(Segmentation mask data)

--------

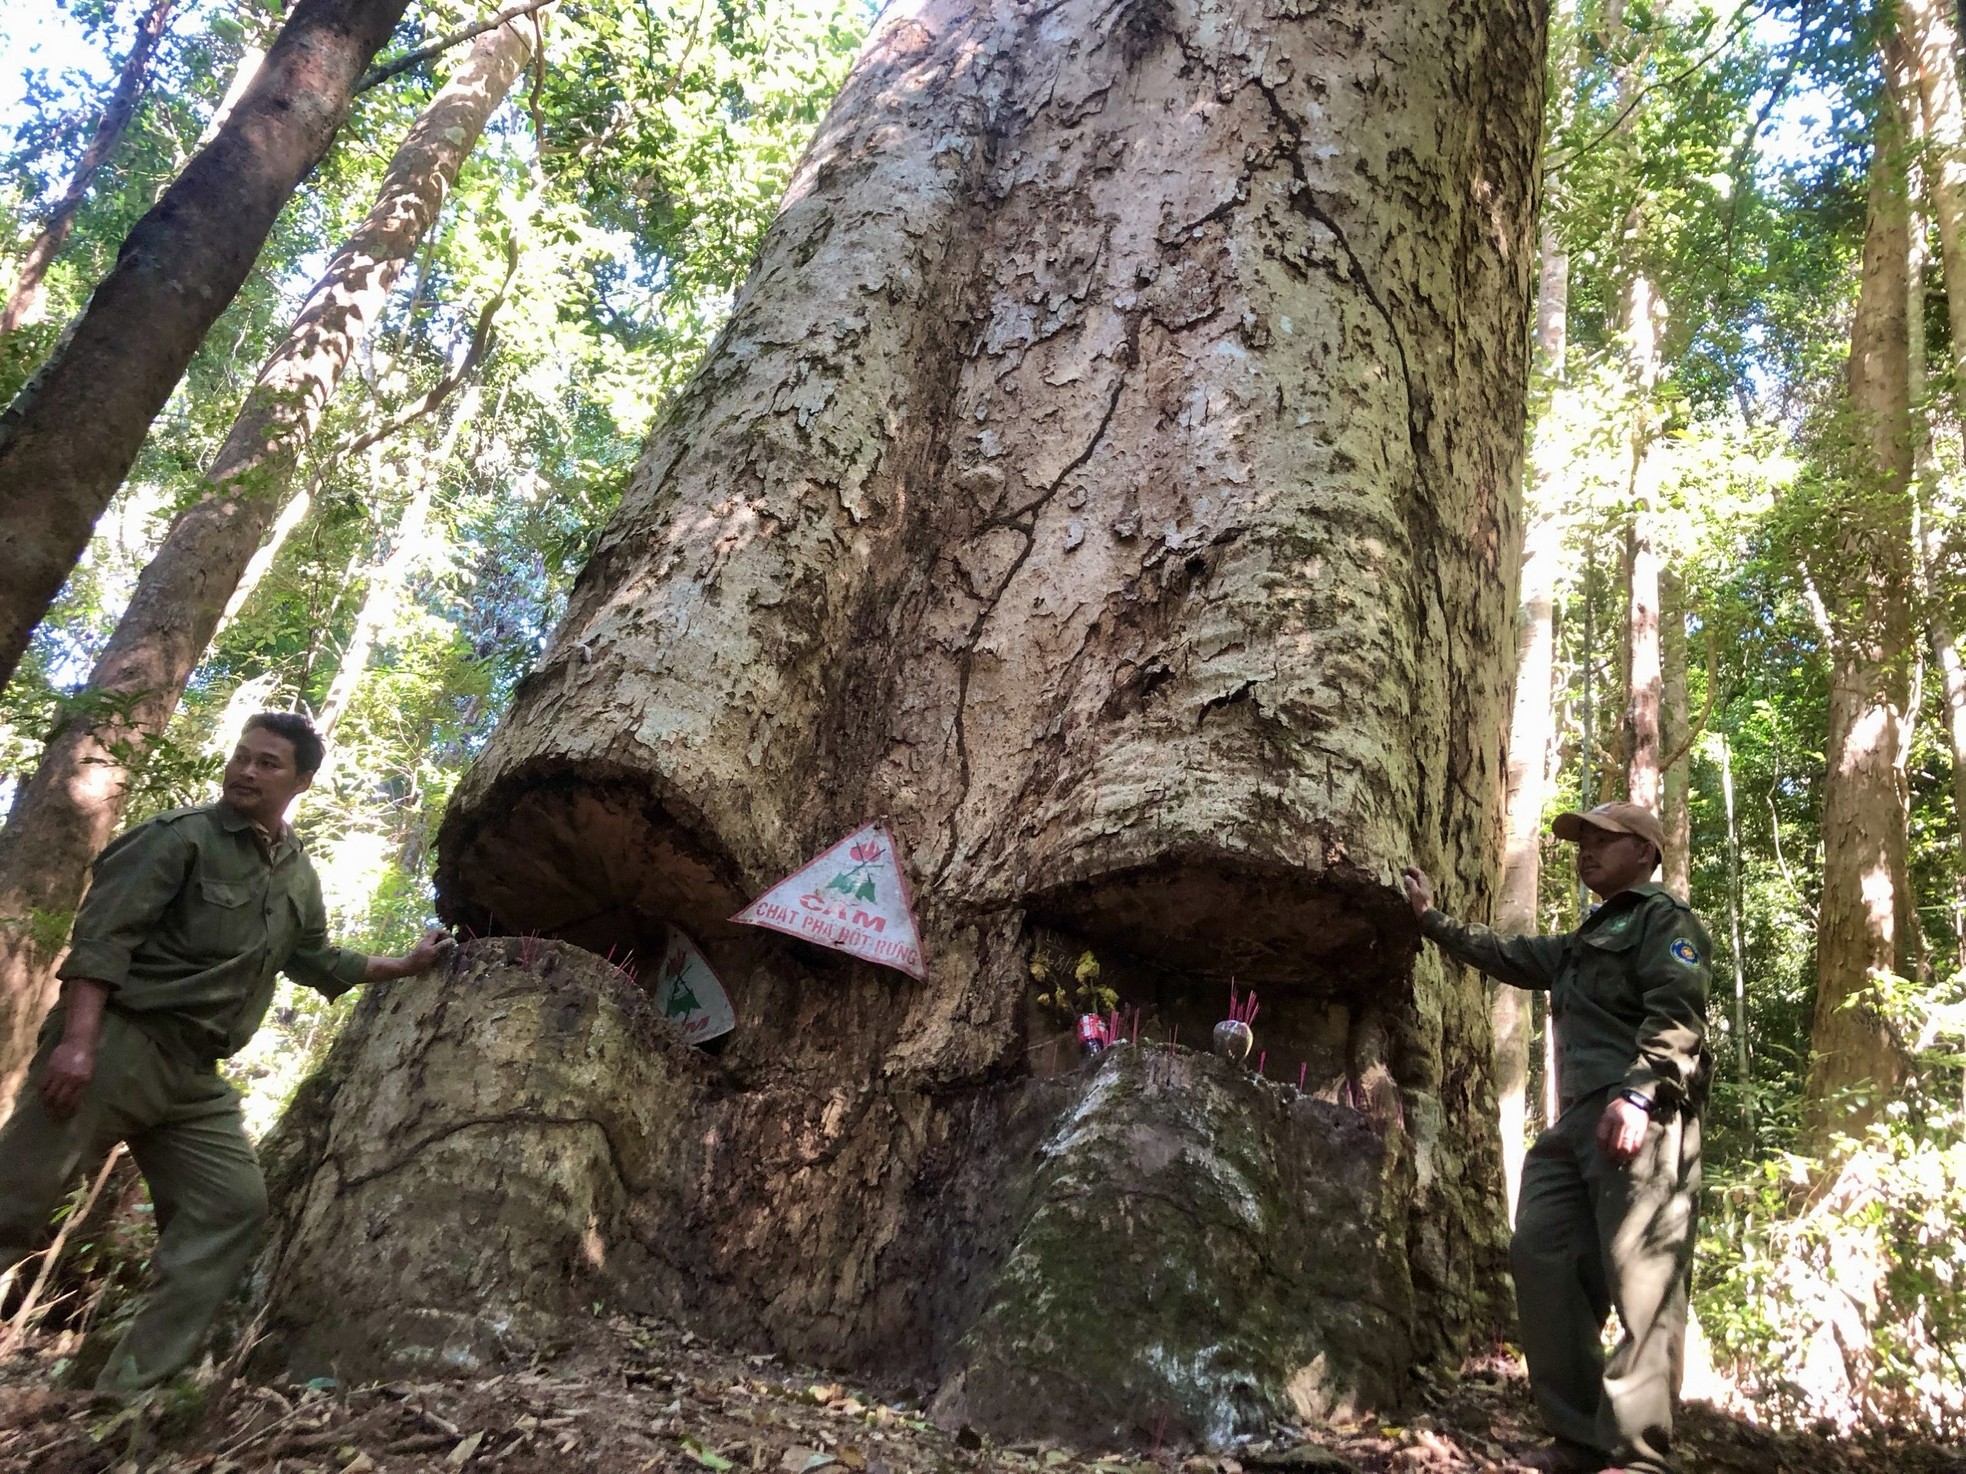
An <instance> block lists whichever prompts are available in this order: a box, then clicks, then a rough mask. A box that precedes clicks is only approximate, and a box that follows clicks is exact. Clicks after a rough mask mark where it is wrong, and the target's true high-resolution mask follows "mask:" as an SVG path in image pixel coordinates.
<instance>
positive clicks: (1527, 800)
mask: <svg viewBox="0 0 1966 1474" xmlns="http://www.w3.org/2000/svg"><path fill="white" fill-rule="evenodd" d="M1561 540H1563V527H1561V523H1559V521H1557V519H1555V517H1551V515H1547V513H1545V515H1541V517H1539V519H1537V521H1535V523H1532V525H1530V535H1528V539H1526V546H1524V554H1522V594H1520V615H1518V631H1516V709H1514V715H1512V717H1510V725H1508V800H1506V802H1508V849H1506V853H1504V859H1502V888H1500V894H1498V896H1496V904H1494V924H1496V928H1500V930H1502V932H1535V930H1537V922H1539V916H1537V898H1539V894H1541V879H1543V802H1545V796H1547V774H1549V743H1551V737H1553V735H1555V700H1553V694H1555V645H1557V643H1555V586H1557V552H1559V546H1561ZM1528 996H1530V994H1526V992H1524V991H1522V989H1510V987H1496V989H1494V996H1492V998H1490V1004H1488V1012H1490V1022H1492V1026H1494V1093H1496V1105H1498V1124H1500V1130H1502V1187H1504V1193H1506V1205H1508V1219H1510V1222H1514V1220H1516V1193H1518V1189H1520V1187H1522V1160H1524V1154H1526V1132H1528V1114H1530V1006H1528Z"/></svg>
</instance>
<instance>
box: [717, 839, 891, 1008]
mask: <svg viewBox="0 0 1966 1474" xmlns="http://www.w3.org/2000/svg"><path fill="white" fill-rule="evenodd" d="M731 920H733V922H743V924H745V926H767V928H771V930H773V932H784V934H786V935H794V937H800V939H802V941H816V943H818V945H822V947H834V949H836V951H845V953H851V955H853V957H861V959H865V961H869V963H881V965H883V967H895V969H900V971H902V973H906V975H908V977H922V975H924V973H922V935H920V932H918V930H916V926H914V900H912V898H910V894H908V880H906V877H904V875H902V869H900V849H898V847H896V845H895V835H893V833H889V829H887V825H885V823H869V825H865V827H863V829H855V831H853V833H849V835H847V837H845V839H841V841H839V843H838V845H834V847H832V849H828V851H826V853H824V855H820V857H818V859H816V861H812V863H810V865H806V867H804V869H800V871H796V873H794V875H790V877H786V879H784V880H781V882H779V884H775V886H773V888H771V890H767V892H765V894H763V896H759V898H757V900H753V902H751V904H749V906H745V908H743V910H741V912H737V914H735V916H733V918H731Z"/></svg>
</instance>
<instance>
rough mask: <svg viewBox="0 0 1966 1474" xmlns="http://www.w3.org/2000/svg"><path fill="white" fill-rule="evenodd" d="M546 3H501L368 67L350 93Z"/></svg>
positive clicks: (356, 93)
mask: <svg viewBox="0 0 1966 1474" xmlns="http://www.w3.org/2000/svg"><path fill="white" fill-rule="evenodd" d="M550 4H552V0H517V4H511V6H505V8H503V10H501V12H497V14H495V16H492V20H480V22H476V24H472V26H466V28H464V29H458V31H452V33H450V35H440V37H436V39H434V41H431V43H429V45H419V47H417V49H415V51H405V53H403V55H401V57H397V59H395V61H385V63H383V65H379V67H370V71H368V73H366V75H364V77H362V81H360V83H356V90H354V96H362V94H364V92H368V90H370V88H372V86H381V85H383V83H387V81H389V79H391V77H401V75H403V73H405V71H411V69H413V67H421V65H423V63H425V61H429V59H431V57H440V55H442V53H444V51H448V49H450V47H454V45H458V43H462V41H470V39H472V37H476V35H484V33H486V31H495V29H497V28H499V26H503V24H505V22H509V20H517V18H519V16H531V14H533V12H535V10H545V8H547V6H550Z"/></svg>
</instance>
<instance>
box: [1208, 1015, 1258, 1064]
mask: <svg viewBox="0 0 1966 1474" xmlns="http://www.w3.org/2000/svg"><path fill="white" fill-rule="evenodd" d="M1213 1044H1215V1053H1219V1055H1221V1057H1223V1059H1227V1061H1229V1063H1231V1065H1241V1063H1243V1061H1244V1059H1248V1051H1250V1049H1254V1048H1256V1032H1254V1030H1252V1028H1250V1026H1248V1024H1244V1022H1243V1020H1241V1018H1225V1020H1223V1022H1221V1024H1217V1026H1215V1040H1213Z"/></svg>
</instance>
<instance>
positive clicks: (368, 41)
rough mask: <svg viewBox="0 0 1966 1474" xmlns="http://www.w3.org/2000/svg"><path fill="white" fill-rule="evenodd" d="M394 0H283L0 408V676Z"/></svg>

--------

PROBLEM DESCRIPTION:
Looking at the entries above, copy out every line in which "rough" occurs.

ANSWER TO THE EXERCISE:
An <instance> block lists whichever prompts are available in this order: a box, then clicks, then a rough mask. A box that precedes clicks is only approximate, and a box that follows clicks is exact. Clicks after a rough mask mark where it is wrong, and the target's true high-resolution mask follows "mask:" as an SVG path in image pixel coordinates.
rough mask: <svg viewBox="0 0 1966 1474" xmlns="http://www.w3.org/2000/svg"><path fill="white" fill-rule="evenodd" d="M546 3H501L368 67L350 93Z"/></svg>
rough mask: <svg viewBox="0 0 1966 1474" xmlns="http://www.w3.org/2000/svg"><path fill="white" fill-rule="evenodd" d="M394 0H283L0 408V676Z"/></svg>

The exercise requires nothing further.